PROVIDED ENTRIES =>
..............................

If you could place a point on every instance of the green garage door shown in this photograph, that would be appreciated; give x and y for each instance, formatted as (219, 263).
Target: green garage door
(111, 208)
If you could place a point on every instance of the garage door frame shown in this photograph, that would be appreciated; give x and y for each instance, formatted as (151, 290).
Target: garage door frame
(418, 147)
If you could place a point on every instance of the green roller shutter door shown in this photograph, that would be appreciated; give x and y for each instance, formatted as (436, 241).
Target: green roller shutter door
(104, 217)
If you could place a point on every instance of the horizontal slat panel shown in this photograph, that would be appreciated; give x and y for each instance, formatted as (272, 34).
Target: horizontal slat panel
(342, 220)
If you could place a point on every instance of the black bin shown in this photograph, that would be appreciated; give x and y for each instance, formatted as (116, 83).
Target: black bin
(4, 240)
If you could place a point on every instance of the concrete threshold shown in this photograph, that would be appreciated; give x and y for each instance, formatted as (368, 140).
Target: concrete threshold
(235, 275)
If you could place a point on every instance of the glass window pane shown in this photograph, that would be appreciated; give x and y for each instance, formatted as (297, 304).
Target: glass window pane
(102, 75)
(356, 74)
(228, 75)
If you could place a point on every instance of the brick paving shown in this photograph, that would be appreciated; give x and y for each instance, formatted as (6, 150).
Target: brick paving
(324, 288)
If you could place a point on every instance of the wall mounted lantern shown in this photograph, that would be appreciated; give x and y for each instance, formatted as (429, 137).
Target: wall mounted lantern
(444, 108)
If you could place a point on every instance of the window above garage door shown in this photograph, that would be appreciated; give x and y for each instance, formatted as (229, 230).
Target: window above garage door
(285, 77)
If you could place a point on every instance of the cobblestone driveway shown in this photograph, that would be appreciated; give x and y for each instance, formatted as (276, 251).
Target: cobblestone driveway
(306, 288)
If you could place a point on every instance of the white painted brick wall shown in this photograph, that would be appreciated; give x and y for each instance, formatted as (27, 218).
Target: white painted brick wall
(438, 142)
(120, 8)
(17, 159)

..............................

PROMPT =>
Return all of the data word for word.

ANSWER IN FULL =>
If you could place a point on every instance of the green garage door shown in this photograph, that would be appreciated; give x and y for each instance, formatted as (219, 263).
Target: green garage door
(111, 208)
If you could place a point on every instance of the garage door frame shown in this photograph, that would be appreciated; give x and y for each instance, formatted as (151, 290).
Target: garage door frame
(418, 147)
If you could place a point on every instance of the green roller shutter door shown in this photograph, that would be appreciated; give x and y for each instance, formatted as (436, 241).
Target: green roller shutter door
(104, 217)
If you could place a point on every instance of the horizontal slat panel shown in this photograph, that would be appreciated; give x and y for each instance, formatted as (272, 34).
Target: horizontal slat panel
(342, 220)
If you could place a point on every instance of the black bin shown in this photograph, that would be appreciated; give x and y for each instance, formatted as (116, 83).
Target: black bin
(4, 240)
If you could place a point on every instance of the concrete threshold shown in this photograph, that would be appreciated; give x and y for each instance, formatted as (368, 140).
Target: concrete threshold
(235, 275)
If you could place a point on every instance of the glass window pane shown in this photograph, that would be appreciated; give x and y for each instance, formatted as (297, 304).
Target: glass window pane
(102, 75)
(356, 74)
(228, 75)
If you could place a point on every instance of the brick paving shown in this photograph, that would be appreciated; give x and y for each instance, formatted as (6, 150).
Target: brick paving
(324, 288)
If you could place a point on every instance of the wall mounted lantern shown in this photograph, that would be appreciated; give x and y for each instance, formatted as (429, 137).
Target: wall mounted lantern
(444, 108)
If you could place a point on every instance of the window above garage door shown in this photograph, that would be appreciated; give x and y for each instance, formatted as (229, 230).
Target: window above garage door
(285, 77)
If you could place a point on every instance of the cobblestone driveway shown in this photograph, that would be appreciated; give x and y for each instance, formatted as (276, 251).
Target: cobblestone driveway
(306, 288)
If you could place a point on every instance of the white painted brick wall shown in this photograph, that would be appreciated; give x and y for each instance, formatted as (27, 218).
Target: white painted brick wall
(438, 142)
(120, 8)
(17, 159)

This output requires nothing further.